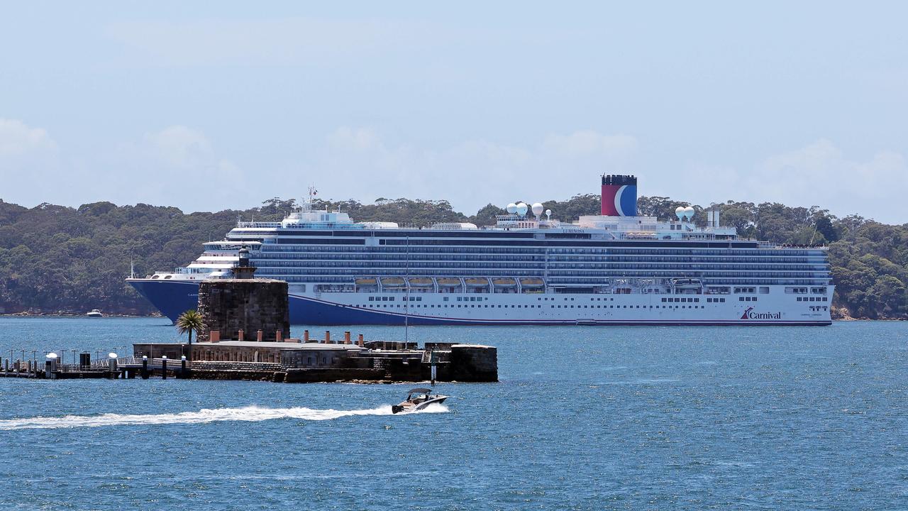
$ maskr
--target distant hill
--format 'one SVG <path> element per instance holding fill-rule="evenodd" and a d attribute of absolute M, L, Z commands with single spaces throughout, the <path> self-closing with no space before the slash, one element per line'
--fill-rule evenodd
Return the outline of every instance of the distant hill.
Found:
<path fill-rule="evenodd" d="M 154 309 L 123 279 L 130 260 L 137 275 L 183 266 L 204 241 L 222 239 L 237 215 L 280 220 L 294 205 L 278 197 L 244 211 L 185 214 L 175 207 L 116 205 L 109 202 L 78 208 L 42 204 L 25 208 L 0 200 L 0 313 L 82 314 L 100 308 L 111 314 L 148 315 Z M 599 196 L 583 195 L 543 203 L 552 218 L 576 220 L 597 215 Z M 393 221 L 417 226 L 438 222 L 491 225 L 504 213 L 489 205 L 468 216 L 447 201 L 378 199 L 321 201 L 342 208 L 357 221 Z M 666 218 L 678 205 L 693 205 L 695 221 L 704 208 L 668 197 L 640 197 L 641 215 Z M 908 224 L 889 225 L 857 215 L 836 218 L 814 206 L 728 201 L 722 223 L 738 234 L 790 245 L 829 245 L 837 286 L 836 314 L 856 318 L 908 318 Z"/>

■ Problem to solve
Reproduce the lines verbatim from the beginning of the lines through the line containing "--format 'one SVG", leaving out the pictures.

■ Task solution
$ maskr
--target distant hill
--format 'one SVG <path> element per instance holding fill-rule="evenodd" and a d attribute of absolute M, L, Z commands with single spaces throughout, the <path> self-closing with no space before the slash, one element per line'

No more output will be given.